▶ _Exercise set_
1. Answer these questions from the text on the multi-output learning package:
(a) Which library supplies the base classifiers?
(b) What command installs the package?
(c) How is data represented?
2. Carry on the text on the multi-output learning package from the point where it stops.

— START Page text —

Methods for Multiple-Output Learning in python
This package provides multi-output methods in python, using scikit-learn for base classifiers. Classifiers are written in the style of scikit-learn
classifiers.
For a maturing Java-based framework for multi-label multi-output learning, see the MEKA framework. But sometimes, it's nice to work in python, hence this project. The basic problem transformation methods are implemented, as in MEKA, except using scikit-learn for base classifiers. I have also come across the scikit-multilearn with similar goals which also in fact has a wrapper to MEKA classifiers.
Installation requires numpy
and scikit-learn
. To install:
$ python setup.py install
Or, if you will be developing, then
git clone https://github.com/jmread/molearn
cd molearn
python setup.py develop
If you install locally, then use the --prefix
option, e.g.,
python setup.py develop --prefix=$HOME/.local/
To check that it is working, run the demo:
$ python runDemo.py
Data is represented in two-dimensional numpy arrays, similarly to sklearn.

— END Page text —
— START Data listing —

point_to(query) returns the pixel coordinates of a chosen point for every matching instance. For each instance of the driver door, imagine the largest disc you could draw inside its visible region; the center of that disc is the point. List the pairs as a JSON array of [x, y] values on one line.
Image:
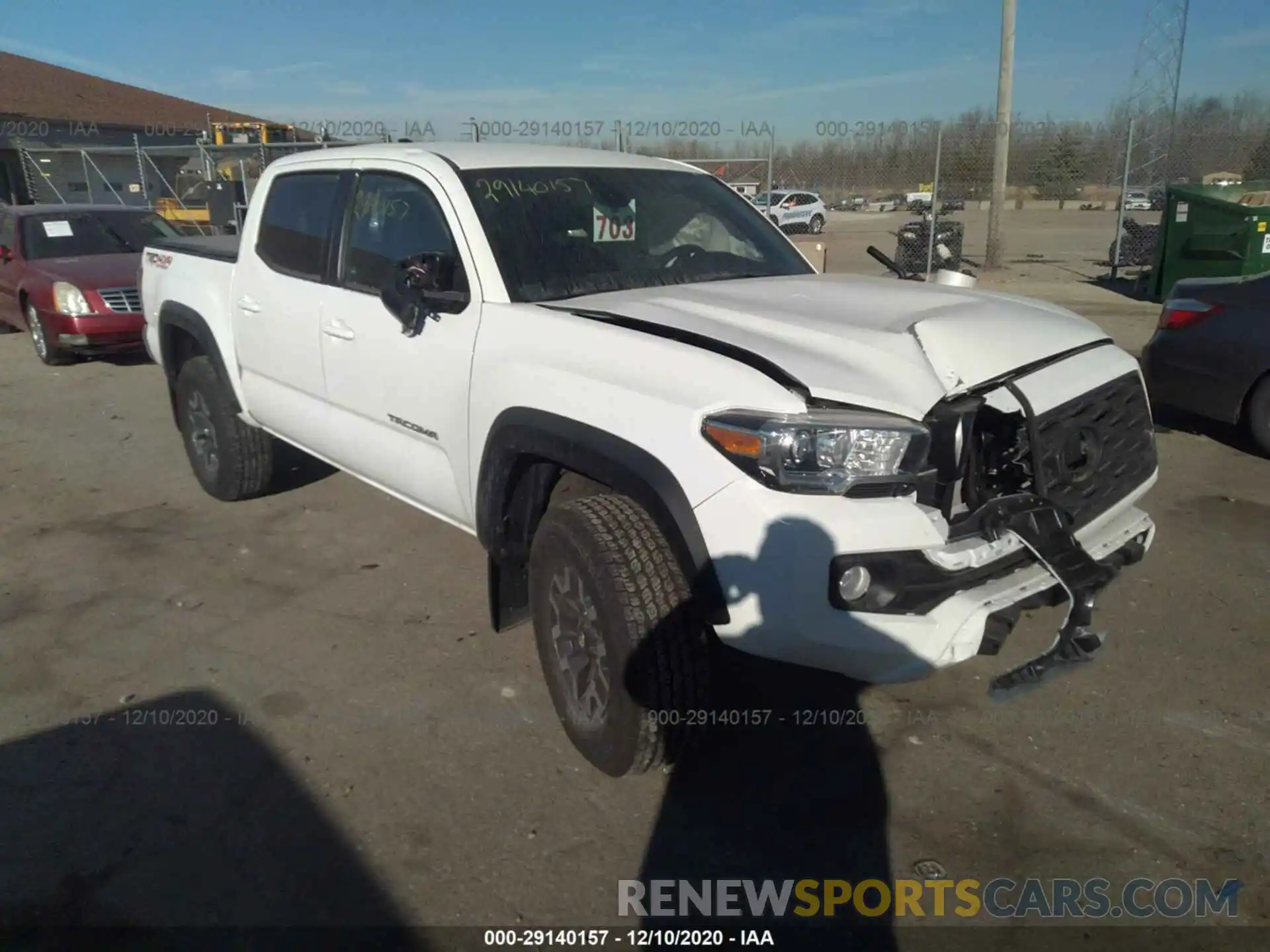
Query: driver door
[[403, 401]]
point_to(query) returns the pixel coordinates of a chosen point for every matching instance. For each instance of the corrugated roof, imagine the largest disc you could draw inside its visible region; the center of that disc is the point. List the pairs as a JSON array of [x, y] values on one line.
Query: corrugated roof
[[45, 92]]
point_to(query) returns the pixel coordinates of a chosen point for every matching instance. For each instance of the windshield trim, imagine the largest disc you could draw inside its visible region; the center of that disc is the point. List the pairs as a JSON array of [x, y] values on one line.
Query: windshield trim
[[101, 219], [539, 273]]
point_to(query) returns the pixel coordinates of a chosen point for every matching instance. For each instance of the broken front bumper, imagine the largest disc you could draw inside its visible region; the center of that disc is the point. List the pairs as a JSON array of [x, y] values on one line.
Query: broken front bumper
[[771, 553], [1044, 530]]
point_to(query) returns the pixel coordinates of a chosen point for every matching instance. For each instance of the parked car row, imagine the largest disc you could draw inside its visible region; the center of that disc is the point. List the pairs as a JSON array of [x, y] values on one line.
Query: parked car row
[[638, 397], [69, 276]]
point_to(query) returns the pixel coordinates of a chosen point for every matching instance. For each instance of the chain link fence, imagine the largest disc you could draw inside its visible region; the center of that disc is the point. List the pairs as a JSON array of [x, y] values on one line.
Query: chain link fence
[[850, 184]]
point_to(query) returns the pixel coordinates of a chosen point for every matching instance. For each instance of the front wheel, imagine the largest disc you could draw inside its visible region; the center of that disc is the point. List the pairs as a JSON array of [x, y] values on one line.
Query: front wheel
[[46, 349], [1259, 415], [232, 459], [625, 662]]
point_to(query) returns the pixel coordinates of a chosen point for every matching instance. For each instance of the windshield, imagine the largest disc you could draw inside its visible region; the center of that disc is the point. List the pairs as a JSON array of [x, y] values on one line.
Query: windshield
[[562, 233], [87, 234]]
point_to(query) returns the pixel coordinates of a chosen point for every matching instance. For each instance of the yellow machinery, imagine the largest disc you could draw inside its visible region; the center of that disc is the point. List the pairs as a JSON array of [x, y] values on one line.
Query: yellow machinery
[[226, 168], [228, 134]]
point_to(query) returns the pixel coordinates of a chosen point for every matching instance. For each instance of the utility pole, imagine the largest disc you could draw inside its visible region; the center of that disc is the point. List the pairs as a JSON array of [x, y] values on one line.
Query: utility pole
[[1001, 153]]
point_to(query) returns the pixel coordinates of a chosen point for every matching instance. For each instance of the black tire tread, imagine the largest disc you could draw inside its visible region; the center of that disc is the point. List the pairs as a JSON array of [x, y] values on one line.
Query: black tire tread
[[647, 580], [245, 450], [1259, 415]]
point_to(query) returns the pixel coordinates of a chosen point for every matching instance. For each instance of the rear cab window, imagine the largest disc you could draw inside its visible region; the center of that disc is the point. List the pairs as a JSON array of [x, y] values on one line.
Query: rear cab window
[[294, 235], [392, 218]]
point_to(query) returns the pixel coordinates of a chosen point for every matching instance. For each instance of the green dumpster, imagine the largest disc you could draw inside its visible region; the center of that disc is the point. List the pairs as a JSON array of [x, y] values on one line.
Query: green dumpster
[[1212, 231]]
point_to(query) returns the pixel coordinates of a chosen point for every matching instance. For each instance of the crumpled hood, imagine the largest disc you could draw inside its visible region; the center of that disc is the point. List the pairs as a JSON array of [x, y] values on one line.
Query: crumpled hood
[[880, 343]]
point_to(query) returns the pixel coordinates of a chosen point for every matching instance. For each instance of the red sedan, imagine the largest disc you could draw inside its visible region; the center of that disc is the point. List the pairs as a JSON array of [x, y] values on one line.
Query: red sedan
[[69, 276]]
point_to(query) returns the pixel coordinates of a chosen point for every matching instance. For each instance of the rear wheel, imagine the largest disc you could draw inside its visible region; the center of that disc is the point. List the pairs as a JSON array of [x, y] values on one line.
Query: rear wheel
[[232, 460], [46, 349], [1259, 415], [624, 660]]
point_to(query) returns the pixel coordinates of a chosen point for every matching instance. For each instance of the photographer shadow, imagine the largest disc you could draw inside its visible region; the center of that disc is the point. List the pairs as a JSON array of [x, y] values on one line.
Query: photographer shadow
[[796, 793], [127, 828]]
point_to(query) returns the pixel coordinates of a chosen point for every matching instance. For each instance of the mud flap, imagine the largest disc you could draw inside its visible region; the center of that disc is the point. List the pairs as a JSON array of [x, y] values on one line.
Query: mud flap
[[1047, 532]]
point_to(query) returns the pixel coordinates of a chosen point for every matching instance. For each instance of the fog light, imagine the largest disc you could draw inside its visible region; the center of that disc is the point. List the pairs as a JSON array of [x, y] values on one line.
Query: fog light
[[854, 583]]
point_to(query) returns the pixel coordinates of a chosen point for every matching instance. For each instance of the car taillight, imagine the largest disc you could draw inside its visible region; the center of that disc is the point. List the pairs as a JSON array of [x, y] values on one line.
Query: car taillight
[[1185, 313]]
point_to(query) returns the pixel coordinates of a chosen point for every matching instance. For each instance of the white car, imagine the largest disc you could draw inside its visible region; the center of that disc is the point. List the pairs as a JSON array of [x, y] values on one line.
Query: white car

— END Data listing —

▶ _Answers by task_
1.
(a) scikit-learn
(b) $ python setup.py install
(c) In two-dimensional numpy arrays, similarly to sklearn.

2.
For example, to run Classifier Chains with a Random Forest base classifier:
from molearn.classifiers.CC import CC
from sklearn.ensemble import RandomForestClassifier
h = CC(h=RandomForestClassifier(n_estimators=100))
h.fit(X_train,Y_train)
Y_pred = h.predict_proba(X_test)
print "Exact Match: ", Exact_match(Y_test,Y_pred > 0.5)
For further examples, have a look at runDemo.py
.